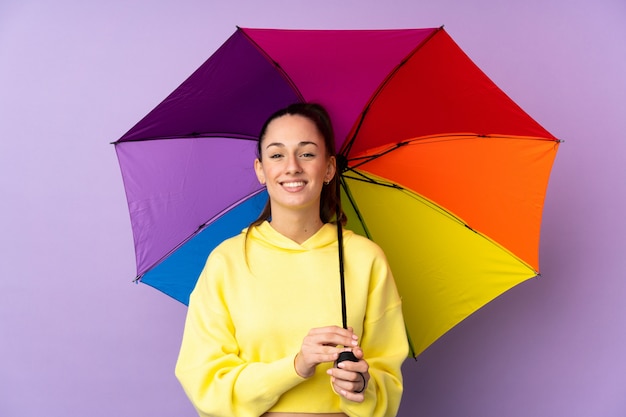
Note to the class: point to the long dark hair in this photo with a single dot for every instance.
(330, 204)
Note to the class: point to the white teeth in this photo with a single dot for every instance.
(293, 184)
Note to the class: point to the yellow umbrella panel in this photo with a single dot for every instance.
(446, 267)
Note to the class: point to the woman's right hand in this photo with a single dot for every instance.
(321, 345)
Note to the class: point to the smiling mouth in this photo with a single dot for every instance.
(293, 184)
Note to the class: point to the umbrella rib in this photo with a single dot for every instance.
(362, 160)
(197, 231)
(380, 88)
(356, 208)
(192, 135)
(280, 69)
(434, 206)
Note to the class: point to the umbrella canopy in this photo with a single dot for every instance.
(440, 167)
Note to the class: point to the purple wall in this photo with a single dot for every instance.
(77, 338)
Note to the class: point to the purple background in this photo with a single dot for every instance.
(77, 338)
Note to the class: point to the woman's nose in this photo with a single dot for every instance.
(293, 165)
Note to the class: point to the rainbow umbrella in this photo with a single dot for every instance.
(439, 167)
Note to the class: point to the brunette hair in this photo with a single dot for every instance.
(330, 204)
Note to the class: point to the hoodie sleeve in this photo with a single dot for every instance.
(214, 377)
(385, 346)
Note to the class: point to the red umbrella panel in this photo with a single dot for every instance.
(442, 169)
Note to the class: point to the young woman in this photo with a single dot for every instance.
(262, 334)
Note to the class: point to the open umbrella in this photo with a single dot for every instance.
(439, 167)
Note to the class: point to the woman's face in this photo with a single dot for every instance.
(294, 165)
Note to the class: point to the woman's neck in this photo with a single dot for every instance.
(297, 228)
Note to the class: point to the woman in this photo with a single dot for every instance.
(261, 336)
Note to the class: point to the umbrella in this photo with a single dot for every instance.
(438, 165)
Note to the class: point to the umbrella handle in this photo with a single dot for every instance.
(343, 356)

→ Instructions for the task
Copy every line of the listing above word for word, leaving out the pictures.

→ Task output
Note to the class: point to the long dark hair in this photo with a single dot for every instance.
(330, 204)
Note to the class: point to the white teeth in this photo with a single dot for every instance.
(293, 184)
Note to the class: point to the yellow umbrella panel in this photo with a single dot for every instance.
(446, 267)
Note to the class: point to the woman's right hand in this photo with a single dot for every instance.
(321, 345)
Note to the class: point to the smiling mouth in this photo with a single dot for every instance.
(293, 184)
Note to the class: point to the umbrella rib in this photo with a single dot for every instance.
(362, 160)
(197, 231)
(380, 88)
(356, 208)
(192, 135)
(280, 69)
(434, 206)
Note to the class: point to the umbrella canopy in this photo with a single dot for every instance.
(440, 167)
Note to the class: point to the purple wall in this photo with a single dot for every instance.
(77, 338)
Note to the class: point to the purple background in this photo with a single dot for every instance.
(77, 338)
Note to the class: point to the woman's nose in this photo with a single dot for every instance.
(293, 165)
Note to the class: point to the rainbow umbrella in this photo with a single dot for every instance.
(439, 167)
Note to the class: point to the brunette hair in this photo with a single dot for every instance.
(330, 204)
Note to the class: point to the hoodie sleeve in this photo with a single dot for every instance.
(214, 377)
(385, 346)
Note to the class: point to the red umbrella panel in this photo with a single dot for every instance.
(442, 169)
Note to the class: point to the young woman in this photo with a single dot for every instance.
(262, 334)
Note to the class: point to the open umbrella in this photo with a single dot for every instance.
(439, 167)
Note to the class: point to the woman's face in this photo with a single dot for every instance.
(294, 165)
Note to the class: point to the woman's neck in this photo with a single dot for every instance.
(297, 228)
Note to the class: point to the woman in this photo with a single dot for every instance.
(261, 336)
Note to the class: point to the umbrella in this photo with a single dot for every instance.
(438, 165)
Note to the class: point to the umbrella handle in this photo with a single dot for every instance.
(343, 356)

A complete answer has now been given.